The problem
Only one stretch of the data below is needed. Output the lines from the one with "chair in the photo above." up to and including the one with "tray in the photo above.", exactly as they stand.

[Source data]
■ ■ ■
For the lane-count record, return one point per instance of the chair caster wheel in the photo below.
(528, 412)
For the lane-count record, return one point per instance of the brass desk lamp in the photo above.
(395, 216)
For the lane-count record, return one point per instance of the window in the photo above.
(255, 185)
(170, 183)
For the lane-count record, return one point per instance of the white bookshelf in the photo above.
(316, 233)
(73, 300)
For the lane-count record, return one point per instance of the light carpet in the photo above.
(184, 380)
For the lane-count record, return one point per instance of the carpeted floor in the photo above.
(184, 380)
■ ■ ■
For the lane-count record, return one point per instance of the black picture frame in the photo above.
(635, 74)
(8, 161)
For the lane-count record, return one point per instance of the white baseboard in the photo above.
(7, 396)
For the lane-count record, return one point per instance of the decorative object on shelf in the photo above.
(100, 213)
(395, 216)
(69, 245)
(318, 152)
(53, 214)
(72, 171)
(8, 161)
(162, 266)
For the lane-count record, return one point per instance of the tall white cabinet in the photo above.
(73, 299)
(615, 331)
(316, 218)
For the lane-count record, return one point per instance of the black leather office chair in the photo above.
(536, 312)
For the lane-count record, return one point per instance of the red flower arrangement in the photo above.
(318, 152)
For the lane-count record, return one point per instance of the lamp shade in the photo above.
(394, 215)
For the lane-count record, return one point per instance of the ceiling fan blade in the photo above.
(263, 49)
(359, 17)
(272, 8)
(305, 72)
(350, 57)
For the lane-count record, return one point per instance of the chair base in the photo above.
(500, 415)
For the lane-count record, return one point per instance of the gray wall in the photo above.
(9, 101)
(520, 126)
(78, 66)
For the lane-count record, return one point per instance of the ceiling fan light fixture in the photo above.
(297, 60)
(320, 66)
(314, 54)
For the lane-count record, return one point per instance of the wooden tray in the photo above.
■ ■ ■
Task response
For the lane-count record, return one point per instance of the black leather office chair in the photo above.
(536, 312)
For the lane-count record, return one point per instance of the red flower arrangement in the photo above.
(318, 152)
For the lane-count record, return one point per instance of the lamp shade in the photo above.
(394, 215)
For the lane-count record, return one point per instance of the ceiling fan blade in the photo above.
(263, 49)
(359, 17)
(272, 8)
(305, 72)
(350, 57)
For the lane-count record, return one point per instance of the chair base in the photo above.
(500, 415)
For the lane-count record, return one point per instance of the gray wall in the photo above.
(9, 101)
(520, 126)
(78, 66)
For the lane-count record, return one point per instance of the ceiling fan light fixture in the photo above.
(297, 60)
(320, 66)
(314, 54)
For the lane-count record, return one point per instance of the wooden tray in the photo above.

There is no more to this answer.